[zeromq-dev] Bad file descriptor in rm_fd()

Richard_Newton at waters.com Richard_Newton at waters.com
Wed Nov 6 13:26:56 CET 2013


Thanks.

It the test_multiple_threads test that fails, which I guess make sense.  I'll test to see if any of the other ones (that do everything on a single
thread) can reproduce it just in case.

Ric.




From:	"Pieter Hintjens" <ph at imatix.com>
To:	"ZeroMQ development list" <zeromq-dev at lists.zeromq.org>,
Date:	06/11/2013 12:14 PM
Subject:	Re: [zeromq-dev] Bad file descriptor in rm_fd()
Sent by:	zeromq-dev-bounces at lists.zeromq.org



Great, nice to have a test case.

I think this is a very old issue: https://zeromq.jira.com/browse/LIBZMQ-76

I'll put Richard's test case into the issues repository, and update issue 76.


On Wed, Nov 6, 2013 at 12:47 PM, <Richard_Newton at waters.com> wrote:
  Hi,

  I managed to reproduce something that looks like this, seen it on both Linux and windows.

  I modified test_inproc_connect to run the tests in a tight loop (except for test_connect_before_bind_pub_sub as that has a sleep in it), so the main
  looks like:

  while (true)
  {
  test_bind_before_connect();
  test_connect_before_bind();
  //test_connect_before_bind_pub_sub();
  test_multiple_connects();
  test_multiple_threads();
  test_identity();
  }

  This gave me the output:

  Bad file descriptor (/home/richard/code/libzmq/src/epoll.cpp:79)
  Aborted

  On todays master.

  It does take a few hours to occur on my machine.

  Ric.


  MinRK ---05/11/2013 10:44:47 PM---Once in a while, when running either the IPython or PyZMQ test suite, I still get this error:

  From: MinRK <benjaminrk at gmail.com>
  To: "0MQ development list" <zeromq-dev at lists.zeromq.org>,
  Date: 05/11/2013 10:44 PM



  Subject: [zeromq-dev] Bad file descriptor in rm_fd()
  Sent by: zeromq-dev-bounces at lists.zeromq.org




  Once in a while, when running either the IPython or PyZMQ test suite, I still get this error:

      Bad file descriptor (kqueue.cpp:77)

  or


      Bad file descriptor (epoll.cpp:81)


  Stack trace suggests that this happens when destroying a context:

  Thread 0:
  1   libzmq.3.dylib                 0x000000010f26b170 zmq::signaler_t::send() + 52
  2   libzmq.3.dylib                 0x000000010f261b2f zmq::object_t::send_stop() + 35
  3   libzmq.3.dylib                 0x000000010f2534a7 zmq::ctx_t::~ctx_t() + 59
  4   libzmq.3.dylib                 0x000000010f253a29 zmq::ctx_t::terminate() + 439
  5   libzmq.3.dylib                 0x000000010f27c071 zmq_ctx_term + 35


  Thread 6 Crashed:
  0   libsystem_kernel.dylib         0x00007fff94a4d866 __pthread_kill + 10
  1   libsystem_pthread.dylib       0x00007fff8cac835c pthread_kill + 92
  2   libsystem_c.dylib             0x00007fff97570bba abort + 125
  3   libzmq.3.dylib                 0x000000010f25a9e1 zmq::zmq_abort(char const*) + 9
  4   libzmq.3.dylib                 0x000000010f25d0fe zmq::kqueue_t::kevent_delete(int, short) + 142
  5   libzmq.3.dylib                 0x000000010f25d1b0 zmq::kqueue_t::rm_fd(void*) + 42
  6   libzmq.3.dylib                 0x000000010f2687a3 zmq::reaper_t::process_stop() + 59
  7   libzmq.3.dylib                 0x000000010f26862b zmq::reaper_t::in_event() + 161
  8   libzmq.3.dylib                 0x000000010f25d40c zmq::kqueue_t::loop() + 362


  I am still seeing this error once in a while with libzmq-master as of today. I don't think it's a recent regression.  A minimal test case is
  difficult, since it only seems to raise after at least a hundred tests, and only a small fraction of the time even then.  Given that it is always
  late in the process that the assert is hit, I have always assumed that it is FD exhaustion that is causing the problem, but I am not actually sure,
  and I am fairly careful about cleaning up sockets.

RECORD LIST:
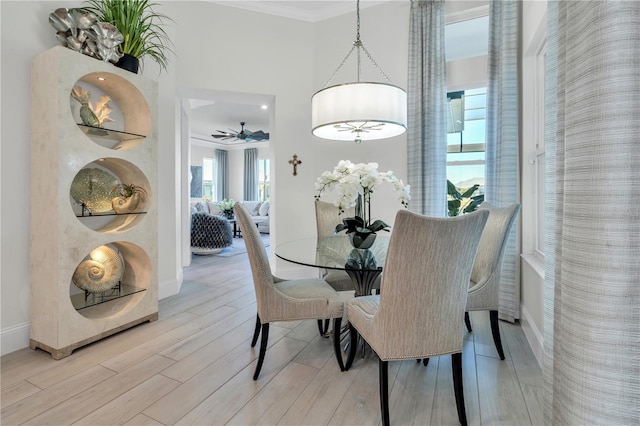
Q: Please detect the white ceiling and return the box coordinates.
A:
[185,0,488,147]
[207,0,388,22]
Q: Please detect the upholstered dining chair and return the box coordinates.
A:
[464,202,520,359]
[315,200,355,291]
[345,210,489,425]
[233,203,344,380]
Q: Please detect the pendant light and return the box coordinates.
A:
[311,0,407,143]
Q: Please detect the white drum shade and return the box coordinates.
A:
[311,82,407,142]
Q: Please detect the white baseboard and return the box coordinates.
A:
[520,304,544,369]
[0,269,182,355]
[0,322,29,355]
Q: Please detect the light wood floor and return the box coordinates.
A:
[0,248,543,426]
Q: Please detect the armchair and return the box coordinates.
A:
[464,202,520,359]
[191,211,233,255]
[345,210,489,425]
[233,203,344,380]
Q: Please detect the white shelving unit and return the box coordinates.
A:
[30,46,158,359]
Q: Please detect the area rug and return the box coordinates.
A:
[214,234,269,257]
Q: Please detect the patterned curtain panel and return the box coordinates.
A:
[244,148,258,201]
[216,149,229,201]
[544,1,640,425]
[407,0,447,217]
[485,0,521,322]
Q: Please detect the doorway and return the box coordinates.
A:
[179,89,275,267]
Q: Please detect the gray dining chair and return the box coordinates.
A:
[345,210,489,425]
[233,203,344,380]
[315,200,355,291]
[465,202,520,360]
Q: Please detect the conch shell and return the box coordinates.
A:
[71,246,124,293]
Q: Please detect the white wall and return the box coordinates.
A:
[521,1,547,365]
[0,1,86,354]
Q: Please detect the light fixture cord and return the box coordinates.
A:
[324,0,391,87]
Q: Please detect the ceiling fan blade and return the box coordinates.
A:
[251,130,269,141]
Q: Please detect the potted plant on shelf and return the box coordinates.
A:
[316,160,411,249]
[111,183,147,214]
[218,198,236,219]
[447,179,484,217]
[83,0,173,73]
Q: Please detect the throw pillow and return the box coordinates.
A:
[207,202,222,216]
[258,201,269,216]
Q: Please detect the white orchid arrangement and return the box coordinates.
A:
[315,160,411,234]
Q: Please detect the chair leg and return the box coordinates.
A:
[253,323,269,380]
[451,352,467,426]
[464,312,473,333]
[344,323,358,371]
[251,315,262,348]
[489,311,504,360]
[333,318,344,371]
[378,359,389,426]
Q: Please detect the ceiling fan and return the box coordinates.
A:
[211,121,269,142]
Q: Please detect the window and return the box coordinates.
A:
[447,88,487,195]
[202,157,216,201]
[533,43,547,259]
[258,158,271,201]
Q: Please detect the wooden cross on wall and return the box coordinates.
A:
[289,154,302,176]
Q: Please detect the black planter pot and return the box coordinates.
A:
[115,53,140,74]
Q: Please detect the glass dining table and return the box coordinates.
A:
[275,234,389,297]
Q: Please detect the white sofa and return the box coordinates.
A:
[191,201,270,234]
[240,201,270,234]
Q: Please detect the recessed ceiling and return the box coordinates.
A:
[207,0,384,22]
[191,0,489,147]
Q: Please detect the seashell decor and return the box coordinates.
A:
[71,245,124,293]
[71,86,113,127]
[49,7,124,63]
[70,167,118,213]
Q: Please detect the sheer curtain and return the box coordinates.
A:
[485,0,521,322]
[244,148,258,201]
[544,1,640,425]
[407,0,447,217]
[216,149,229,201]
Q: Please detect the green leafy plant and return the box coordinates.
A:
[83,0,174,70]
[447,179,484,216]
[218,198,236,218]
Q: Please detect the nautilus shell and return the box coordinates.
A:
[71,246,124,293]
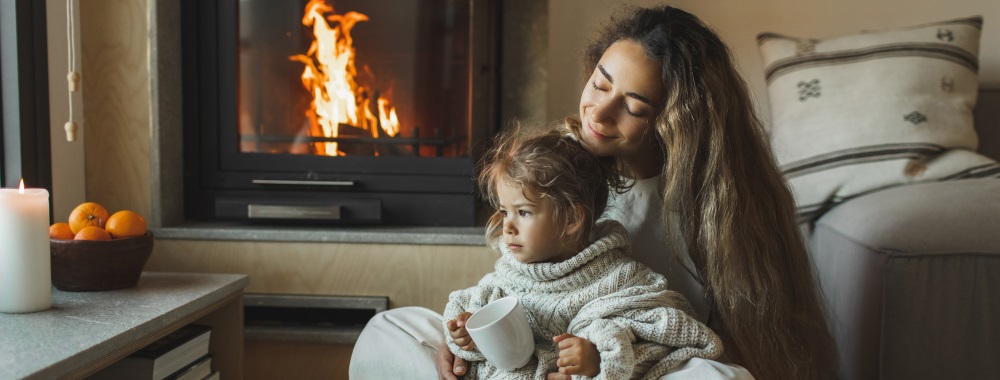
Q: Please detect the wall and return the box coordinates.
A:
[547,0,1000,120]
[68,0,496,379]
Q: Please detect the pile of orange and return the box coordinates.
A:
[49,202,146,240]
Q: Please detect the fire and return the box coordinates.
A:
[289,0,399,156]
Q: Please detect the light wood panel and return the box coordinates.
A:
[146,240,497,312]
[78,0,150,215]
[244,341,354,380]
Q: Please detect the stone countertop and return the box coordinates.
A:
[0,272,248,379]
[152,223,486,246]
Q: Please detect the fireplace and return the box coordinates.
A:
[181,0,499,226]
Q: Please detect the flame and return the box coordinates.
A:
[289,0,399,156]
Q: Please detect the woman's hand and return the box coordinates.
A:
[434,342,466,380]
[548,334,601,380]
[448,312,476,351]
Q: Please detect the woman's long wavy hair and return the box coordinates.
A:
[585,5,836,379]
[476,127,629,248]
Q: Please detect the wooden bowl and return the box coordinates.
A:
[49,231,153,292]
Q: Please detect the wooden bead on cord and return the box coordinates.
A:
[63,121,77,142]
[66,71,80,92]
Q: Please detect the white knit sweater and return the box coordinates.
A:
[444,220,722,379]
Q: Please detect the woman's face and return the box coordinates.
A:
[580,40,664,166]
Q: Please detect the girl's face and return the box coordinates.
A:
[580,40,664,171]
[497,181,576,263]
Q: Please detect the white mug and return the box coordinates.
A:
[465,296,535,371]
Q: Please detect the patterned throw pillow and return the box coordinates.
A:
[757,16,1000,221]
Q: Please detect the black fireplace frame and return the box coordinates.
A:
[181,0,500,226]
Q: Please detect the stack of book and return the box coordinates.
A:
[90,324,219,380]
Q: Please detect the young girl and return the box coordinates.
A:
[444,131,722,379]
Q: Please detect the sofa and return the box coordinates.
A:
[758,16,1000,379]
[809,101,1000,379]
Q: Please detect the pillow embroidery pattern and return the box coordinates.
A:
[757,16,1000,222]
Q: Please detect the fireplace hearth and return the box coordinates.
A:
[181,0,499,226]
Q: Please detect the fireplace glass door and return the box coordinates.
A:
[182,0,497,225]
[237,0,470,157]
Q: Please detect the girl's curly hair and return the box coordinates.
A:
[476,127,628,248]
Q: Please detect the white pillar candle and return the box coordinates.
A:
[0,181,52,313]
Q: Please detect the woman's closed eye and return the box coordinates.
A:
[590,80,608,92]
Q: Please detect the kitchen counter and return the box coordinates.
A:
[0,272,248,379]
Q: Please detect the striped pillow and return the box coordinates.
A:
[757,16,1000,221]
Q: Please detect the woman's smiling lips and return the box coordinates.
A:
[587,123,613,141]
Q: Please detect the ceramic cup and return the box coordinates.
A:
[465,296,535,371]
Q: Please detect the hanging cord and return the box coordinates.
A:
[63,0,80,142]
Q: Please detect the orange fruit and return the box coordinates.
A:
[73,226,111,240]
[49,222,73,240]
[69,202,108,235]
[104,210,146,239]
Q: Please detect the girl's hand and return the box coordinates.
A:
[434,342,466,380]
[448,312,476,351]
[549,334,601,378]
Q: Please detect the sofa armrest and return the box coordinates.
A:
[810,179,1000,379]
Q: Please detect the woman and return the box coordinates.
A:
[351,6,835,379]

PROBLEM:
Reproduce verbatim the stretch of the ZeroMQ mailing-list thread from "This gave me" through "on my machine.".

IN RESPONSE:
This gave me the output:

  Bad file descriptor (/home/richard/code/libzmq/src/epoll.cpp:79)
  Aborted

  On todays master.

  It does take a few hours to occur on my machine.